#### [SZCZEGÓŁY ZADANIA]
Wyodrębnij, proszę, z poniższych wpisów każdy wiersz zawierający słowo „marking”.

Pozycje ujęte w zbiorze danych
☆ ☆ ☆
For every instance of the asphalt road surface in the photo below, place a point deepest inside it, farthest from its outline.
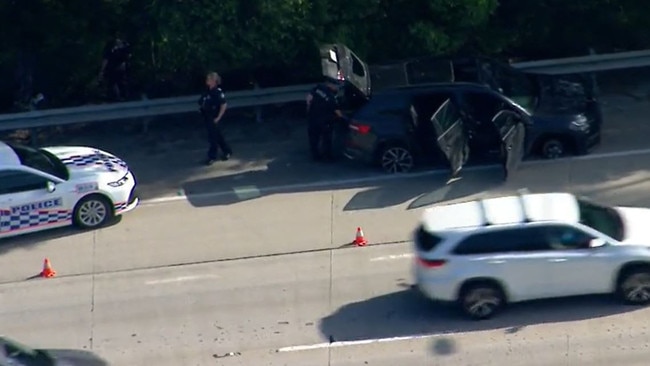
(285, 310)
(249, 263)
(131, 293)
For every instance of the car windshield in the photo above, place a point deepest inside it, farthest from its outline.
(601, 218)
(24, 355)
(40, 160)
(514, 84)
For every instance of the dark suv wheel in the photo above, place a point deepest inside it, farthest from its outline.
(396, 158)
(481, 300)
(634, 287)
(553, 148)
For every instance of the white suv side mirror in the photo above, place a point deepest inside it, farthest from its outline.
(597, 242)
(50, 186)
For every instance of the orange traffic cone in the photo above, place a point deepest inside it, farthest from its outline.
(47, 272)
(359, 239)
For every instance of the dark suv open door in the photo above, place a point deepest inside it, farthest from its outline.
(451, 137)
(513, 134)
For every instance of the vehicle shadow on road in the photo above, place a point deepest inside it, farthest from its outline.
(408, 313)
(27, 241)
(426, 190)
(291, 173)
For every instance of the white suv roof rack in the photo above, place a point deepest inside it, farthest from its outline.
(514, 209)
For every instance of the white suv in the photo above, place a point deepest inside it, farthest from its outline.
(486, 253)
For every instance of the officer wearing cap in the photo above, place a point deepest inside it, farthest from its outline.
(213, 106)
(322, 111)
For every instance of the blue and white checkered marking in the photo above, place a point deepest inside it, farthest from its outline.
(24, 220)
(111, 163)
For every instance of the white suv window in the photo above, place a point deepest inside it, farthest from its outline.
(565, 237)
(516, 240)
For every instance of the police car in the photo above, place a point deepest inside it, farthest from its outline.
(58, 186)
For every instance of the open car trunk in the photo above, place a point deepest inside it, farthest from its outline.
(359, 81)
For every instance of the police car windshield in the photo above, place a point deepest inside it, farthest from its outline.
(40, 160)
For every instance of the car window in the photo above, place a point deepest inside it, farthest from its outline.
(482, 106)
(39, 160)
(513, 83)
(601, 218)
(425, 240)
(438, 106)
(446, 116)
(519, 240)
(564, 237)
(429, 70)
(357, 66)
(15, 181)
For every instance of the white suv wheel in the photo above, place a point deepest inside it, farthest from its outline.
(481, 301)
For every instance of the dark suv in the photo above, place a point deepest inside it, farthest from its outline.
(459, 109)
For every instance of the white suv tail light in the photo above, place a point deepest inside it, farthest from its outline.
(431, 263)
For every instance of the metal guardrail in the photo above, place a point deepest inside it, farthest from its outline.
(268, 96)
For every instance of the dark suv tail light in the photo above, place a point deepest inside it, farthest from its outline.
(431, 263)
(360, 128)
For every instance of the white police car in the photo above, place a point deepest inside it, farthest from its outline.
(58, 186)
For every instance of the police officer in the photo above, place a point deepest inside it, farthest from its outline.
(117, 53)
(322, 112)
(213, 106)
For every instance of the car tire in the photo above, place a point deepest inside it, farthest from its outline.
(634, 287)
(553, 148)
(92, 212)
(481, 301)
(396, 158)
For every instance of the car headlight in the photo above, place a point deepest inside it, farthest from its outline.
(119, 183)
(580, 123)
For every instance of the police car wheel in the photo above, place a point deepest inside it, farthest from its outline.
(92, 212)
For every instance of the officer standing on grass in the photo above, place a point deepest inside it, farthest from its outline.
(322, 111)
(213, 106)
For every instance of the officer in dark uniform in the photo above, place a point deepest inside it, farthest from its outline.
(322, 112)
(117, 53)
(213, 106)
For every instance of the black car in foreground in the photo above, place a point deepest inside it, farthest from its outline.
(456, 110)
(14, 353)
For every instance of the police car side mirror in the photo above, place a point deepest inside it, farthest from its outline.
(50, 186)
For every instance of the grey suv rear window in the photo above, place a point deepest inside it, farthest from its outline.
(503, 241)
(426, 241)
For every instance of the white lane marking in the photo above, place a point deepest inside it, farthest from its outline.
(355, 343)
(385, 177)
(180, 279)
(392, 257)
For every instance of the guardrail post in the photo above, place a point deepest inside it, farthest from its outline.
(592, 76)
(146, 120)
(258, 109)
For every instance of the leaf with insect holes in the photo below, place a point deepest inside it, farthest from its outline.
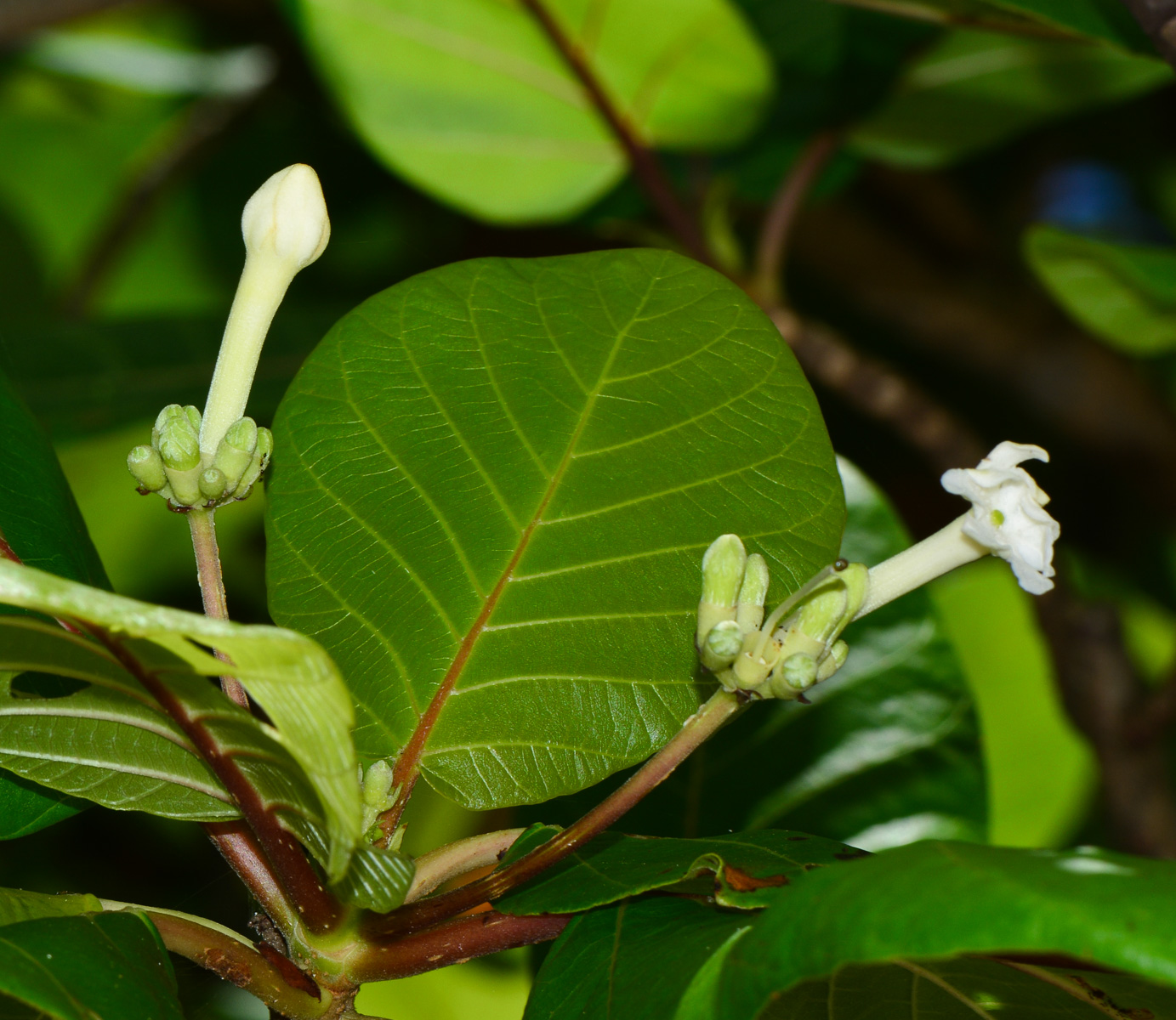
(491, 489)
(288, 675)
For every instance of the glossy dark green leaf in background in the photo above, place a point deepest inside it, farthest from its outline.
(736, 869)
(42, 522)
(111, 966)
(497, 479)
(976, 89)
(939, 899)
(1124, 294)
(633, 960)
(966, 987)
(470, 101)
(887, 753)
☆ ☆ ☆
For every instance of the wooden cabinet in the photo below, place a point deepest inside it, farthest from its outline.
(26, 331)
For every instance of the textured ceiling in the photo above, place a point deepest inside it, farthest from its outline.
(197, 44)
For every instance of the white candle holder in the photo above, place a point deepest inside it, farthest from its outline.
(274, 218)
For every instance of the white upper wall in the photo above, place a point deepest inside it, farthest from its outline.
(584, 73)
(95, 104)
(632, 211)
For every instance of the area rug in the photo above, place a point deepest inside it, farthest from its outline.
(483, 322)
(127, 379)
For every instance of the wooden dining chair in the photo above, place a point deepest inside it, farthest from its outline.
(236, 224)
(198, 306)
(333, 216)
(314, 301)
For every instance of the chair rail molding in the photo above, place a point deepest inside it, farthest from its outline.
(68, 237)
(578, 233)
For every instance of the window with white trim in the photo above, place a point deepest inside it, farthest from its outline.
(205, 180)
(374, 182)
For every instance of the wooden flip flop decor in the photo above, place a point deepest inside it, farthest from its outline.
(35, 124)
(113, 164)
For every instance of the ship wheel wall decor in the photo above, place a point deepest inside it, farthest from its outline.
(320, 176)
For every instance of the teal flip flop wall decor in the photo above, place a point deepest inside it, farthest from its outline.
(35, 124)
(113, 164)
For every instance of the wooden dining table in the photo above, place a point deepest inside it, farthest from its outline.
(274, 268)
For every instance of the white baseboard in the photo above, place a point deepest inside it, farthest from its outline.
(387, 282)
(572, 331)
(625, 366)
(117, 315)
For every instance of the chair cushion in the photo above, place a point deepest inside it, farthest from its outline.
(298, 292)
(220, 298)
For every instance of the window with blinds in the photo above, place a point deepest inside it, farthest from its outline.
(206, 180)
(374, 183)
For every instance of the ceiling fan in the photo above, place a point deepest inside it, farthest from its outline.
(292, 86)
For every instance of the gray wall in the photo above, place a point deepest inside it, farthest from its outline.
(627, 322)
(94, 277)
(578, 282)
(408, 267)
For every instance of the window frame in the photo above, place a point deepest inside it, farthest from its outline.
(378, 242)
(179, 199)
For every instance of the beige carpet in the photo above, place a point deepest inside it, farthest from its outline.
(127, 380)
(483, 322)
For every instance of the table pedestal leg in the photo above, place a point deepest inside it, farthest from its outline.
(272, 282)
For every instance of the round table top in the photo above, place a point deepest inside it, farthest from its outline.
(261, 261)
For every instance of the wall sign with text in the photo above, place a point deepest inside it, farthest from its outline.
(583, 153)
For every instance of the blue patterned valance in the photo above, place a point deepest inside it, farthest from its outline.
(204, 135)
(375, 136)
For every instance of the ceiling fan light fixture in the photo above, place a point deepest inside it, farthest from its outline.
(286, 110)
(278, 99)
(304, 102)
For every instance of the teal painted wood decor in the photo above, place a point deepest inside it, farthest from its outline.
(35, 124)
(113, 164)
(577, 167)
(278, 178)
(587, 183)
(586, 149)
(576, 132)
☆ ☆ ☆
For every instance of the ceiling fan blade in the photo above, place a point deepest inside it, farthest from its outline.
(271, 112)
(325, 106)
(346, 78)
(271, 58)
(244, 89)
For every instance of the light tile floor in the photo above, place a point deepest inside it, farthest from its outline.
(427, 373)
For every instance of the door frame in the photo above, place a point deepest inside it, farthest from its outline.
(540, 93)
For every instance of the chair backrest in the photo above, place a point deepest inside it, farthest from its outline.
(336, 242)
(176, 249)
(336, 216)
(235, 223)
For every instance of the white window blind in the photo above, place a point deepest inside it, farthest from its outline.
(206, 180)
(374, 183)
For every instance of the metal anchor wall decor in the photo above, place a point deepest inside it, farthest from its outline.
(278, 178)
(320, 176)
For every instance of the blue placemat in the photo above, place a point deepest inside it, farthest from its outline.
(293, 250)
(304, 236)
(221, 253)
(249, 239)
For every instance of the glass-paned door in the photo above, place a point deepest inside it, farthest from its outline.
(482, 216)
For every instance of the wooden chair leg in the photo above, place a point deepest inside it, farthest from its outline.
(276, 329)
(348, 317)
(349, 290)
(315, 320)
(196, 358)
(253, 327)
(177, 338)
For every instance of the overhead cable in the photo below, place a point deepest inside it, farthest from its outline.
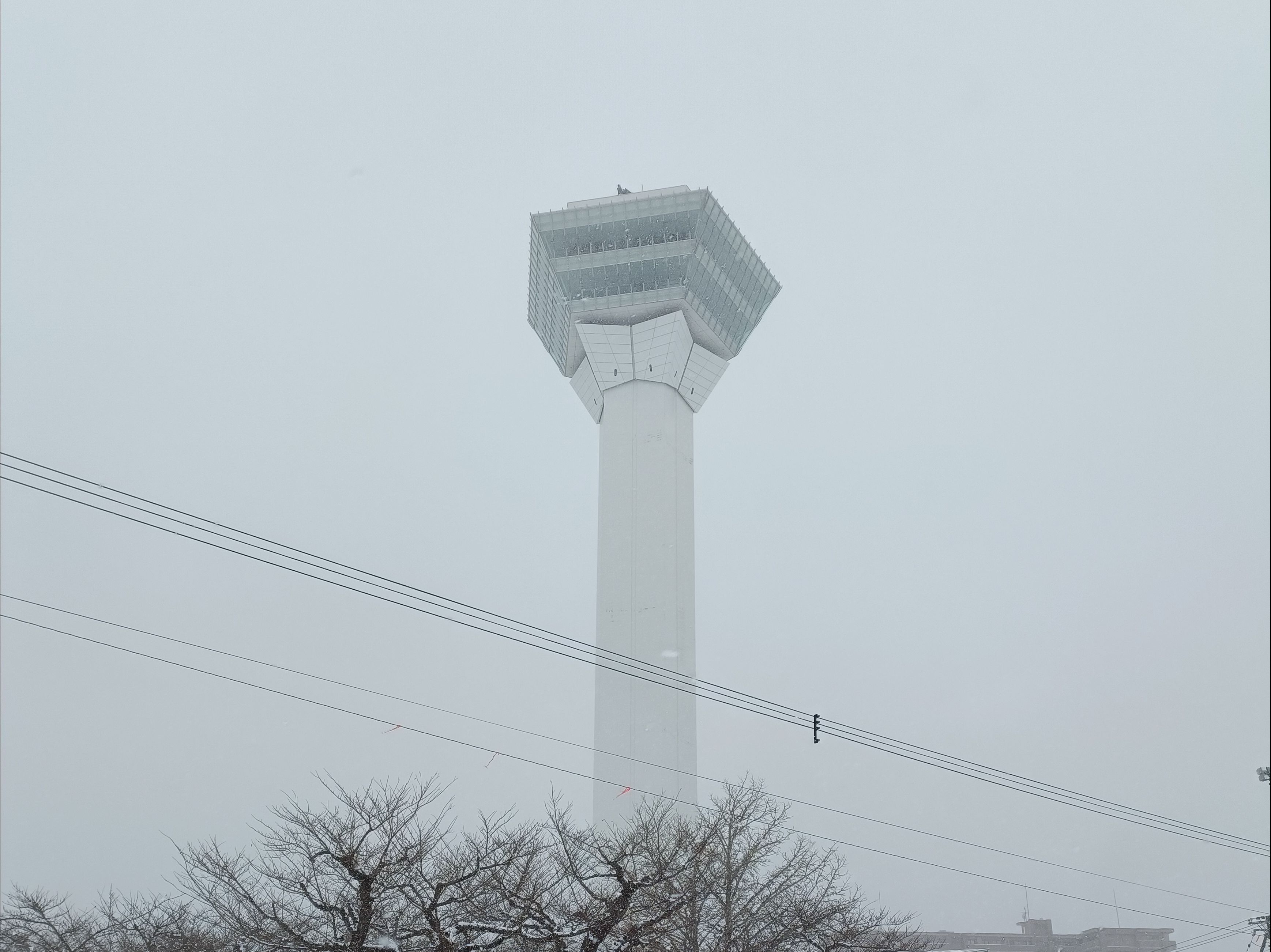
☆ ☆ ☆
#### [ODPOWIEDŹ]
For every instance of the blue and white checkered marking in the photo above, place a point deepest inside it, farthest from its outline.
For every instance of the white lane marking in the photo above, place a point deepest inside it, farthest from its outline.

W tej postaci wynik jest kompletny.